Records from a data collection
....................
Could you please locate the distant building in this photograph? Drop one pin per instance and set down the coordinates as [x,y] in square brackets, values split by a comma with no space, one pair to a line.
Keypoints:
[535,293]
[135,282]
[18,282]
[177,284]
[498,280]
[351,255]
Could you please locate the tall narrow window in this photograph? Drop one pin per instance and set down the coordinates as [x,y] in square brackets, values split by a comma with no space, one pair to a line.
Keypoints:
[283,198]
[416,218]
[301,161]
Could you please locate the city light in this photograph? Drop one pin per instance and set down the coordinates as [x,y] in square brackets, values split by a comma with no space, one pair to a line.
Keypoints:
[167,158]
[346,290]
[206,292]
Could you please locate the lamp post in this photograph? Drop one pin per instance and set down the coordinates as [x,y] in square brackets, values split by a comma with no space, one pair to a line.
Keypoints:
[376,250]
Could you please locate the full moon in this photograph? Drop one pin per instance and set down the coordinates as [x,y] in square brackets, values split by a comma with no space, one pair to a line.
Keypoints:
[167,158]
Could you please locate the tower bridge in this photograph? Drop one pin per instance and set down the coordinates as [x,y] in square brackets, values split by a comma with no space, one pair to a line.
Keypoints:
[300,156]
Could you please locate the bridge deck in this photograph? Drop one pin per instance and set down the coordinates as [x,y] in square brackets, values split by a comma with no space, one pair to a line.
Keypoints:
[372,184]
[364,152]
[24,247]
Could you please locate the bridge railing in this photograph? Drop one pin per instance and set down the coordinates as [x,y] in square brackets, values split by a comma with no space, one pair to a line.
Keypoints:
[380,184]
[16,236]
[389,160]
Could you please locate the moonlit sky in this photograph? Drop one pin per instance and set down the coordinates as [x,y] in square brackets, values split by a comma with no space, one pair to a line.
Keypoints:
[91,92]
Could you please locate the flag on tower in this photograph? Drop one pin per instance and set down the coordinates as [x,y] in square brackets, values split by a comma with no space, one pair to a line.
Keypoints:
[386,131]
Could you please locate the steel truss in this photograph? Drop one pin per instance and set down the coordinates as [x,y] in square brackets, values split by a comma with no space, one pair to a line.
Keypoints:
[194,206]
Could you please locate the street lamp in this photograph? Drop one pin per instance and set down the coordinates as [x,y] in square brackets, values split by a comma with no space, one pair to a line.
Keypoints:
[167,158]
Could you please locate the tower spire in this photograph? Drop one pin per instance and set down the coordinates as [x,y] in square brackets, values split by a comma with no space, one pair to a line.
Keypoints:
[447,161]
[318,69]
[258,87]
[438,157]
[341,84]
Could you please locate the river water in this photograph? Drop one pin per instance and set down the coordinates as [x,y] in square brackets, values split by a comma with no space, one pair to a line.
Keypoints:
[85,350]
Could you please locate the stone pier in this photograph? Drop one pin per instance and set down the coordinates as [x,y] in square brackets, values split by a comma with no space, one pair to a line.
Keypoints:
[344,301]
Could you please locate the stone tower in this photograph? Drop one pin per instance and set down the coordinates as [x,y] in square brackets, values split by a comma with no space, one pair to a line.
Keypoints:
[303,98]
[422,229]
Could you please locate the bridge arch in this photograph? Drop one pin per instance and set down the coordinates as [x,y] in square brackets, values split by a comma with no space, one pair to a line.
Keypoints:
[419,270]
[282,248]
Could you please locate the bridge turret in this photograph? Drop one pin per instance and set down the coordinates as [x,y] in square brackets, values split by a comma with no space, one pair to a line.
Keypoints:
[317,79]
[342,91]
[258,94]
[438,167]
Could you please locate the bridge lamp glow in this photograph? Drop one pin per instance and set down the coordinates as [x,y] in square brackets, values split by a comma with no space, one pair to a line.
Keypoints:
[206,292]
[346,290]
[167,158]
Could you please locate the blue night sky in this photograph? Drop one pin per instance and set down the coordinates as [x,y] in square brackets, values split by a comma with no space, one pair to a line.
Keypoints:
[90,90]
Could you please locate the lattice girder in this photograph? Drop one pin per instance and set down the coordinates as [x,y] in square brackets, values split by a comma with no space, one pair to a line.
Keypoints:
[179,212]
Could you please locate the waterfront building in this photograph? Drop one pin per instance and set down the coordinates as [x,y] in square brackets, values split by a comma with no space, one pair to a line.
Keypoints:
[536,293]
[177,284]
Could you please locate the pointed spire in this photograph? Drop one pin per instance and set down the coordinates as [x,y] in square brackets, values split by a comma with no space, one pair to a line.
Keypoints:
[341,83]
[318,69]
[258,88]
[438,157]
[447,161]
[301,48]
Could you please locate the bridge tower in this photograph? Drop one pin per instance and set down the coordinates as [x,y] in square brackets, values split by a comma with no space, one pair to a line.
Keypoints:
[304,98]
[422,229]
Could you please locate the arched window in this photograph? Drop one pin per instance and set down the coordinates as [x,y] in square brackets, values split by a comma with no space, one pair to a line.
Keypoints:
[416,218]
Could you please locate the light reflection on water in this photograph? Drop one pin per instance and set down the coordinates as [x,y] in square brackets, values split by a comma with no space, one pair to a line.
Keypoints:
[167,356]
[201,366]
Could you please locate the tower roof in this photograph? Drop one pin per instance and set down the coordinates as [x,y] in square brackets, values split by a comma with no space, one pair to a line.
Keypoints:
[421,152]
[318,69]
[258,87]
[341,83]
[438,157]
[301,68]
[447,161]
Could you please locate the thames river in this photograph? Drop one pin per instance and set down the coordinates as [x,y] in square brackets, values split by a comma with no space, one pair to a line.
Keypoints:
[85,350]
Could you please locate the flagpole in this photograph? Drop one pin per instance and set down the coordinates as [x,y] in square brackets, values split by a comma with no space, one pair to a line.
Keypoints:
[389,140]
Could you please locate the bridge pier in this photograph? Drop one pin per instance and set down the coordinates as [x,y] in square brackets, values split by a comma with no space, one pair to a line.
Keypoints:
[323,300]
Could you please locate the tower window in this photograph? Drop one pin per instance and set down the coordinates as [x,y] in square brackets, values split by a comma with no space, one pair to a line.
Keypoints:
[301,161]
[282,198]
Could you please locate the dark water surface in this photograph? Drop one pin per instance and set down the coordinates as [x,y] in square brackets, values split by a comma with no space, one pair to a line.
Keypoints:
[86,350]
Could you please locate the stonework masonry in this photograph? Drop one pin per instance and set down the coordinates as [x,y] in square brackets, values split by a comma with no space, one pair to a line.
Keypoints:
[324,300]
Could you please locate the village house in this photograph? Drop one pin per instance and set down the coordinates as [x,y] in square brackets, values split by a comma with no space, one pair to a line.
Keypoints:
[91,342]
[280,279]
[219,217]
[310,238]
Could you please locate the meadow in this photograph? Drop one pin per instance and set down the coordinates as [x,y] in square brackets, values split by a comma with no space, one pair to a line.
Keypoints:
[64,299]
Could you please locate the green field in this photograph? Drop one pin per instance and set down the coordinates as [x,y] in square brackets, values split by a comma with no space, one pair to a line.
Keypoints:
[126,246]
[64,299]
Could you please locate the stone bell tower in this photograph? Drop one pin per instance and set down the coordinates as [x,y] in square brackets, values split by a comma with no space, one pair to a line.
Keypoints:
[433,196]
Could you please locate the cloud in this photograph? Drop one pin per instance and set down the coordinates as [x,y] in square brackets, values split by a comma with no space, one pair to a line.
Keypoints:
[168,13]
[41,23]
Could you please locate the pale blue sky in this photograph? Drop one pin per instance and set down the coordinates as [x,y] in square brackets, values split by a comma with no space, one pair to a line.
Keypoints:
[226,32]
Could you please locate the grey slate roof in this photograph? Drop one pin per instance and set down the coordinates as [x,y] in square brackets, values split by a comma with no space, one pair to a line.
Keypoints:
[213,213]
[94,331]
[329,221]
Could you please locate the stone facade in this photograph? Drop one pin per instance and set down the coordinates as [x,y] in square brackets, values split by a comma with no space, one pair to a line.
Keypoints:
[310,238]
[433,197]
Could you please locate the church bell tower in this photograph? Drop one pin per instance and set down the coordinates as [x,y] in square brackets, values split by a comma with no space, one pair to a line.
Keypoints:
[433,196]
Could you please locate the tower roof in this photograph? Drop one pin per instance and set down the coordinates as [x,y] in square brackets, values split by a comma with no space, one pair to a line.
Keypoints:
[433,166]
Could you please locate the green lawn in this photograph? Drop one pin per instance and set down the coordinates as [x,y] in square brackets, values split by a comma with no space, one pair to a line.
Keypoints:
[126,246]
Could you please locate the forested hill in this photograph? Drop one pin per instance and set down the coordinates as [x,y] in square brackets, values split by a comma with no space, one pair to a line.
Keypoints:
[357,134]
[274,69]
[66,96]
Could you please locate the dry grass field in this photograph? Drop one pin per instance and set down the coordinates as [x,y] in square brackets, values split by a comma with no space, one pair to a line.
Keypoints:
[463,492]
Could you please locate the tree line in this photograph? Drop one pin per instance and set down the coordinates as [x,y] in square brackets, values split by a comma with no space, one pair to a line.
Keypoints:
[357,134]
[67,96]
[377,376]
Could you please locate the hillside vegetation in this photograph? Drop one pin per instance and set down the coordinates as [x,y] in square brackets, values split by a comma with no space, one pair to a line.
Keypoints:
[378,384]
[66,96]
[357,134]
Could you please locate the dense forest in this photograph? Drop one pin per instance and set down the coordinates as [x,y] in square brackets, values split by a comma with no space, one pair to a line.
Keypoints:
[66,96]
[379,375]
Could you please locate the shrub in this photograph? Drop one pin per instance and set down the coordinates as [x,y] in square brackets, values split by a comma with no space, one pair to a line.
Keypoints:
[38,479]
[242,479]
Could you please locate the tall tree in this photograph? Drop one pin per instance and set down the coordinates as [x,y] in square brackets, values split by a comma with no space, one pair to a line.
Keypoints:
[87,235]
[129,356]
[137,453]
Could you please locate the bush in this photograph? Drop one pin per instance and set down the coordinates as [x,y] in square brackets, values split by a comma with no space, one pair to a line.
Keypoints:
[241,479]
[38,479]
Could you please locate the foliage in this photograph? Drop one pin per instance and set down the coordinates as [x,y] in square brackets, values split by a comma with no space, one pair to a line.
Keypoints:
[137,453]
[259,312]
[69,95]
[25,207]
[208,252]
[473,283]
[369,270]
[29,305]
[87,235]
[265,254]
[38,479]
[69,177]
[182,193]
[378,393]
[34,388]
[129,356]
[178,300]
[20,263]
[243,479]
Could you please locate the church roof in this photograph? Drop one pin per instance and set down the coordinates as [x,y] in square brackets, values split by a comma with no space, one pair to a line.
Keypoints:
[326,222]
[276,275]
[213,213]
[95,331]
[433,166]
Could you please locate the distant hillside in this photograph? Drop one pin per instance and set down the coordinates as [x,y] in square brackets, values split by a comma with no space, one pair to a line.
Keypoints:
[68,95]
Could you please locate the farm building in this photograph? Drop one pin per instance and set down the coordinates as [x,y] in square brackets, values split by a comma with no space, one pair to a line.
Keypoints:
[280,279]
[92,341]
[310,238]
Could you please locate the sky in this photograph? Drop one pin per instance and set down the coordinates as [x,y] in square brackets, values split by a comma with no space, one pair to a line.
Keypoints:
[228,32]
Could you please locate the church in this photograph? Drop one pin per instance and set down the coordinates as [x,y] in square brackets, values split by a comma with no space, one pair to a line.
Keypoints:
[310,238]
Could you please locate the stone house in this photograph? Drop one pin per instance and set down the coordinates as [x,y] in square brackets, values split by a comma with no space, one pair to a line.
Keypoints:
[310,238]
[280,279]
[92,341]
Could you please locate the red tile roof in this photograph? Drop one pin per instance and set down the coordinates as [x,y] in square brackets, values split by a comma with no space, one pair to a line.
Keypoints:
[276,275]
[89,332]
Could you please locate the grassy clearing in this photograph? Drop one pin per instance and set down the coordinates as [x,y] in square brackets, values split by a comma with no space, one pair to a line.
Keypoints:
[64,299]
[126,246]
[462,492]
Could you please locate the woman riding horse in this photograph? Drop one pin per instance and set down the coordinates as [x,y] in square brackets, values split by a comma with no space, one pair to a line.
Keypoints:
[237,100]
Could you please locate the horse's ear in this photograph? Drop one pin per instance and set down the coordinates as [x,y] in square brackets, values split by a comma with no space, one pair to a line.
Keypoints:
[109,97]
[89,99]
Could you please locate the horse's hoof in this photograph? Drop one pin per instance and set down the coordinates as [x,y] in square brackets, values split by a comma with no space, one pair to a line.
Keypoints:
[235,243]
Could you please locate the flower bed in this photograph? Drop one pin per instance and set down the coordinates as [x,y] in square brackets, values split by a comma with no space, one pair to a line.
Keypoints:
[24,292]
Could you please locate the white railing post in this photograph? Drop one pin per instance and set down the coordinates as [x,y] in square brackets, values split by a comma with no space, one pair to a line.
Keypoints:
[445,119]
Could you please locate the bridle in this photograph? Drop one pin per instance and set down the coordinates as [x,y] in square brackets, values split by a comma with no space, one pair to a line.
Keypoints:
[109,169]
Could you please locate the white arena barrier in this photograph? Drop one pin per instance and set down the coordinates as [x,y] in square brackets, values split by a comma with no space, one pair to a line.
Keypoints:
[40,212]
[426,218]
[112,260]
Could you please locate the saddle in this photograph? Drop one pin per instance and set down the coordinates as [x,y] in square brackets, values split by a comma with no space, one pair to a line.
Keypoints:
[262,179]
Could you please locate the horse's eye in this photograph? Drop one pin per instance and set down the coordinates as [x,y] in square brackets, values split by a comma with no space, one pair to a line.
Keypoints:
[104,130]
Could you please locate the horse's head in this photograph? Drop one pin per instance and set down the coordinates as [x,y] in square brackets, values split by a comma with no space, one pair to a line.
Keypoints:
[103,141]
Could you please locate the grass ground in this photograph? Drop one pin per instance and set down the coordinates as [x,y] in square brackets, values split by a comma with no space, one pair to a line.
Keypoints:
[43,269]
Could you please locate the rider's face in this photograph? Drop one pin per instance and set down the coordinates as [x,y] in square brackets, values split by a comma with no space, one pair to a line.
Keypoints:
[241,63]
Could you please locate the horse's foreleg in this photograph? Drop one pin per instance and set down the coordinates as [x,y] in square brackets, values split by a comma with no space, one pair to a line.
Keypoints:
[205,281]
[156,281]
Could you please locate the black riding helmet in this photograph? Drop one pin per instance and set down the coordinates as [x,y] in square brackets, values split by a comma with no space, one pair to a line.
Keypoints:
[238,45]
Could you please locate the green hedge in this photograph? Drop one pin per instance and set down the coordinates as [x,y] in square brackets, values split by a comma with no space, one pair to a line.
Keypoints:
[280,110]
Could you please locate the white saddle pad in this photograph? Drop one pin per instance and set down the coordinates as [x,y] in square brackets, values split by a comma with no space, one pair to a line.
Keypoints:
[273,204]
....................
** What the task requires **
Report every line of the data above that contains the string "window" by copying it in full.

** Response area **
Could you please locate the tall narrow window in this photograph? Drop one pin per instance and set down the coordinates as [x,y] in square brackets, values split by a comma with no space, one pair to a line.
Could you please locate the arched window in this photograph? Drop one pin per instance and set down the coordinates as [x,y] in square brackets, values split by a comma with no space, one pair to a line.
Could you please locate the tower window in this photograph? Drop one pin per instance and set down the coordinates as [x,y] in square brackets, values split by a comma with no space, one pair to a line.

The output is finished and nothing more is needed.